• **PROVIDED DATA**
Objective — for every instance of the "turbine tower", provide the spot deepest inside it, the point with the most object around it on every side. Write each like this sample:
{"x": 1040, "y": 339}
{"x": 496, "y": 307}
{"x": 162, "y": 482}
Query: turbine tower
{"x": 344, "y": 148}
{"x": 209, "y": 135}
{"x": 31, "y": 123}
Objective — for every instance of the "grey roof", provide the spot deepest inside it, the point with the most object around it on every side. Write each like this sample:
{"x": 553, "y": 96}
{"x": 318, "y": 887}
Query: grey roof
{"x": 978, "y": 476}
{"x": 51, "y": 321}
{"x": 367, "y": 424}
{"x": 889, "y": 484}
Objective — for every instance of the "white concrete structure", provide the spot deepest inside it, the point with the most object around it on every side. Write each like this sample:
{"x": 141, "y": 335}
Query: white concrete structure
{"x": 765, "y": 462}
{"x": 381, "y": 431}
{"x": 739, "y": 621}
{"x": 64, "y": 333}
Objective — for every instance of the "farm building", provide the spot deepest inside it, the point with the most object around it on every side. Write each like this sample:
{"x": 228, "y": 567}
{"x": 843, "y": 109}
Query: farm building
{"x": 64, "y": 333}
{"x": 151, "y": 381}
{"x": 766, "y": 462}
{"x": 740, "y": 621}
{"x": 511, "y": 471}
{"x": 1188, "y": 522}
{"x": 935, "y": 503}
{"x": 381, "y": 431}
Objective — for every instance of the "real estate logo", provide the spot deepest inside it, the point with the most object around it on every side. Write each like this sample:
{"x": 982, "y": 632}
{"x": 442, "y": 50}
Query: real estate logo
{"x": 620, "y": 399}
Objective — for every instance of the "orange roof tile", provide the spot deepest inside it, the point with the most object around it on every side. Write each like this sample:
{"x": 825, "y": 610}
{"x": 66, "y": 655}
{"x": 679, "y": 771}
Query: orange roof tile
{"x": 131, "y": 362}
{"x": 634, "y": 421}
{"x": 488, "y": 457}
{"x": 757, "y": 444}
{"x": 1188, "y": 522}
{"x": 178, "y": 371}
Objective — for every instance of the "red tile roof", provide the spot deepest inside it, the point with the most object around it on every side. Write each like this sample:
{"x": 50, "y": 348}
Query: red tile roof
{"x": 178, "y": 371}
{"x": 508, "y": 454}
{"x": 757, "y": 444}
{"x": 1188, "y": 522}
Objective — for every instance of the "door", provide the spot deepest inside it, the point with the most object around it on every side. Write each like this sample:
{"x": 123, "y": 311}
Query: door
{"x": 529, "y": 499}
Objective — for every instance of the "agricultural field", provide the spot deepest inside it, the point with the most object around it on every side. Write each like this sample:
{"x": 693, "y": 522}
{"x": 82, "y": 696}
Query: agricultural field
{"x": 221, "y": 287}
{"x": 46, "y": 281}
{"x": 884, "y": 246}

• **PROBLEM DETAILS**
Each record above is to be reproduced exactly, in full.

• **SOLVED EXERCISE**
Objective — for every instance of the "turbine tower", provide the spot deepest inside it, the point with the most object around it on every side. Write each like this sample:
{"x": 1040, "y": 339}
{"x": 496, "y": 307}
{"x": 162, "y": 482}
Query: turbine tower
{"x": 344, "y": 148}
{"x": 209, "y": 135}
{"x": 31, "y": 123}
Objective — for every instance of the "grey roof", provide the spot deepest inside it, the point with the most object around it on every side. Write each like this sample:
{"x": 553, "y": 96}
{"x": 318, "y": 887}
Query: grey roof
{"x": 978, "y": 476}
{"x": 51, "y": 321}
{"x": 367, "y": 424}
{"x": 889, "y": 484}
Objective — for every instance of the "white concrete structure", provide the spot deepest inside it, the point with the most object around it on every side. Write each like this sample:
{"x": 141, "y": 335}
Query: white concrete structure
{"x": 765, "y": 462}
{"x": 381, "y": 431}
{"x": 739, "y": 621}
{"x": 64, "y": 333}
Objective — for every instance of the "farm building", provide the spot deepest inside it, the point with the most object around it on every side. Write each like this sample:
{"x": 228, "y": 567}
{"x": 843, "y": 109}
Query: farm building
{"x": 64, "y": 333}
{"x": 151, "y": 381}
{"x": 766, "y": 462}
{"x": 740, "y": 621}
{"x": 511, "y": 471}
{"x": 1188, "y": 522}
{"x": 935, "y": 503}
{"x": 381, "y": 431}
Objective — for every instance of the "real estate logo", provide the spot deepest inside it, the point with the most object around it on every side. Write each like this sample:
{"x": 982, "y": 632}
{"x": 442, "y": 50}
Query: real estate logo
{"x": 620, "y": 399}
Objective — for every instance of the "orange roof tile", provide the spot deepest inside it, the point with the most object around it on every side. Write each like this sample:
{"x": 825, "y": 610}
{"x": 66, "y": 655}
{"x": 679, "y": 771}
Query: orange roof tile
{"x": 131, "y": 362}
{"x": 634, "y": 421}
{"x": 488, "y": 457}
{"x": 757, "y": 444}
{"x": 1188, "y": 522}
{"x": 178, "y": 371}
Objective — for every instance of the "red tile roof", provide the spot deepest inside it, the point with the most object around it on every side. Write each like this sample:
{"x": 50, "y": 348}
Query: red tile roof
{"x": 178, "y": 371}
{"x": 508, "y": 454}
{"x": 757, "y": 444}
{"x": 1188, "y": 522}
Objective — for every instance of the "door", provide the spot deepest inside it, the point with the most object around it on every side. Write each like this sample:
{"x": 123, "y": 311}
Query: door
{"x": 529, "y": 499}
Objective — for every instance of the "agricultural field", provide the spot deepest inside it, the point with the most object around it on every side. Write each like this sample:
{"x": 693, "y": 522}
{"x": 82, "y": 696}
Query: agricultural field
{"x": 221, "y": 287}
{"x": 46, "y": 281}
{"x": 884, "y": 246}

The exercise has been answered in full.